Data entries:

────────────────────────────────────────

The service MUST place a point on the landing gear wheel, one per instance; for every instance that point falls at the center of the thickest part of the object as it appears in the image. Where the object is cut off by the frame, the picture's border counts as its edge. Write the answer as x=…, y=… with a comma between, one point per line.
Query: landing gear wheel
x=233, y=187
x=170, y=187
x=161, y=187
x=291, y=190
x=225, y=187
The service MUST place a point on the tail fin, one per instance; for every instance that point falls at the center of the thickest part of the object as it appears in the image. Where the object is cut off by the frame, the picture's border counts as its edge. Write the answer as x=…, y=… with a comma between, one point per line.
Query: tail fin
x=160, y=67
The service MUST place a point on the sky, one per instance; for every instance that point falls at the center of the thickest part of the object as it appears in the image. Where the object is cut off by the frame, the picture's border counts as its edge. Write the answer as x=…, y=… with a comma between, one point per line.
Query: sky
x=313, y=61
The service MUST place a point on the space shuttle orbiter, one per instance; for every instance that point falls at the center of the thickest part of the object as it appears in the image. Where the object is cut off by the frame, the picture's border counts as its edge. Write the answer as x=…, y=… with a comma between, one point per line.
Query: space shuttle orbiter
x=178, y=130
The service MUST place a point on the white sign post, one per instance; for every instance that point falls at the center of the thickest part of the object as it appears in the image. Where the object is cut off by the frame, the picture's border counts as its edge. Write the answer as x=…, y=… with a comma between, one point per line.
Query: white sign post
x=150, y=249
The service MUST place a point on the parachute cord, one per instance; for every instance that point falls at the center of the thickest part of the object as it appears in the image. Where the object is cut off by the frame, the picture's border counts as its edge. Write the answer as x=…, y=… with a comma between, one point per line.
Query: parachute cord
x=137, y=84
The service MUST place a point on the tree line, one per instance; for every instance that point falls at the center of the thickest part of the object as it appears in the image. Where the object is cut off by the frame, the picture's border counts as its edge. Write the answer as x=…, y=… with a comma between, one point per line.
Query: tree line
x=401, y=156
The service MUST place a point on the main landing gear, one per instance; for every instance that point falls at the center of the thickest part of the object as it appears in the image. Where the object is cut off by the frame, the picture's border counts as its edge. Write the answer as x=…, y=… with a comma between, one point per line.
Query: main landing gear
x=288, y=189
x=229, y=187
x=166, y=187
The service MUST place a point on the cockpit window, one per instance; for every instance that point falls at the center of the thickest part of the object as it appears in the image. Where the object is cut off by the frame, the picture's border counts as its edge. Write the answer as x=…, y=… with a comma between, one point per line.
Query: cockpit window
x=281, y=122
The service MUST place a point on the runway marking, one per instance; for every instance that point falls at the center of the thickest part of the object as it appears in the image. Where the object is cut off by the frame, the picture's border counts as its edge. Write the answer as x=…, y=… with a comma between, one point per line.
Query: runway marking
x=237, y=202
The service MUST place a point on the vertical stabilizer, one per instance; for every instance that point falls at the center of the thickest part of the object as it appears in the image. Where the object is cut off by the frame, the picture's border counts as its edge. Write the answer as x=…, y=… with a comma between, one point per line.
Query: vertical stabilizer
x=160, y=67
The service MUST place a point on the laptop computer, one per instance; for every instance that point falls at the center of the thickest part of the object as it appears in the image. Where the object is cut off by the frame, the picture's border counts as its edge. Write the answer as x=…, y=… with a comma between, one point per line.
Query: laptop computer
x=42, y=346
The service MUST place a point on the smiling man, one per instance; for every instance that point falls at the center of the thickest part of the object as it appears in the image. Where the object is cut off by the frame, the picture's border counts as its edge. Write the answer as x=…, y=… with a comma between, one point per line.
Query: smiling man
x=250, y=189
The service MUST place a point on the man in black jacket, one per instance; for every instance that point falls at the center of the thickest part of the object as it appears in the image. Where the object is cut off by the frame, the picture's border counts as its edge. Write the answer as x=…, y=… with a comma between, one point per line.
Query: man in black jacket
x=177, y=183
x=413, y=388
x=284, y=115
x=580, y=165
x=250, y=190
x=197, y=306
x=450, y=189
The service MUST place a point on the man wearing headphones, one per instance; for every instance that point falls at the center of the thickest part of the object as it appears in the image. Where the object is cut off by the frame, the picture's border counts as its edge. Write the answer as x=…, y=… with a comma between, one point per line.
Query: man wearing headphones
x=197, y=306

────────────────────────────────────────

**Directive**.
Could you copy every one of the items above word for word, with nothing changed?

**Result**.
The service MUST place a point on the landing gear wheel, one per instance; for every instance that point falls at the center of the thickest part of the object as it appears in the image. Where the object is cut off by the frame, the picture's border counts as its edge. Write the answer as x=…, y=… with a comma between, one point per line.
Query: landing gear wheel
x=233, y=187
x=170, y=187
x=161, y=187
x=291, y=190
x=225, y=187
The service MUST place a point on the tail fin, one per instance; for every instance that point falls at the center of the thickest part of the object as it appears in the image. Where the object is cut off by the frame, the picture's border counts as its edge. Write the answer as x=…, y=… with a comma between, one point per line.
Query: tail fin
x=160, y=67
The service MUST place a point on the sky, one per instance; for every instance that point falls at the center of the thickest part of the object as it appears in the image. Where the object is cut off by the frame, the picture's border counts as its edge. Write the answer as x=…, y=… with a comma between, one point per line.
Query: sky
x=313, y=61
The service MUST place a point on the space shuttle orbiter, one per instance; for every instance that point falls at the center of the thickest part of the object as it appears in the image. Where the object is cut off by the frame, the picture's border counts as its edge. Write the answer as x=…, y=… with a comma between, one point per line.
Query: space shuttle orbiter
x=178, y=130
The service MUST place a point on the white sign post, one per instance; for every instance that point falls at the center of the thickest part of the object as it appears in the image. Where the object is cut off by the frame, the picture's border counts as its edge. Write the answer as x=…, y=… with a comma between, one point per line.
Query: white sign post
x=150, y=249
The service MUST place a point on the parachute cord, one per instance; for every instance that point falls at the center of the thickest part of the object as it appears in the image. Where the object is cut off by the frame, the picture's border counts as its edge. Write the answer as x=…, y=… with a comma between, one point per line.
Query: parachute cord
x=137, y=84
The service MUST place a point on the tree line, one per instance; for every instance that point falls at the center of the thickest part of the object as it appears in the image. Where the object is cut off by the frame, the picture's border counts as its edge. Write the answer as x=…, y=… with a comma between, one point per line.
Query: tree line
x=401, y=156
The service MUST place a point on the main landing gear, one per instance; for every instance that point falls at the center of the thickest part of the object as it appears in the image. Where the object is cut off by the frame, the picture's border counts as its edge. Write the answer as x=…, y=… with a comma between, one point per line.
Query: main landing gear
x=288, y=189
x=229, y=187
x=166, y=187
The service MUST place a point on the cockpit window, one per instance; for every instance that point falls at the center of the thickest part of the object as it appears in the image. Where the object is cut off by the frame, the picture's border counts as its edge. Write the answer as x=…, y=… with a comma between, one point per line.
Query: cockpit window
x=281, y=122
The service MUST place a point on the runway marking, one per instance; for every instance that point falls at the center of the thickest part of the object as it appears in the image. Where the object is cut off by the frame, the picture's border counts as its edge. Write the answer as x=…, y=… with a comma between, one point per line.
Query: runway marking
x=237, y=202
The service MUST place a point on the vertical stabilizer, one per instance; for every instance that point falls at the center of the thickest part of the object as it appears in the image. Where the object is cut off by the frame, the picture's border counts as its edge. Write the answer as x=…, y=… with a comma between, one point per line.
Query: vertical stabilizer
x=160, y=67
The service MUST place a point on the laptop computer, one per instance; for every instance that point falls at the center of the thickest part of the object as it appears in the image. Where the object is cut off by the frame, the picture's border counts as its edge. Write the answer as x=…, y=… with a comma between, one point per line.
Query: laptop computer
x=42, y=346
The service MUST place a point on the smiling man, one per instance; for every instance that point falls at the center of the thickest part of the object as it appears in the image. Where the object is cut off by the frame, the picture's border counts as its edge. Write the answer as x=…, y=… with a comma between, one point per line.
Query: smiling man
x=250, y=189
The service MUST place a point on the man in black jacket, one per instance; for every instance that point falls at the center of the thickest part of the object as it appears in the image. Where the object is cut off by the frame, the picture's border counts as its edge. Write the answer as x=…, y=… with a comma between, one point per line.
Query: man in black jacket
x=177, y=183
x=413, y=388
x=284, y=115
x=580, y=165
x=250, y=190
x=197, y=306
x=450, y=189
The service MUST place a point on the man wearing headphones, one per instance; for every instance that point falls at the center of the thickest part of the object as it appears in the image. Where the object is cut off by the frame, the picture's border counts as its edge. Write the answer as x=…, y=… with a comma between, one point per line.
Query: man wearing headphones
x=197, y=306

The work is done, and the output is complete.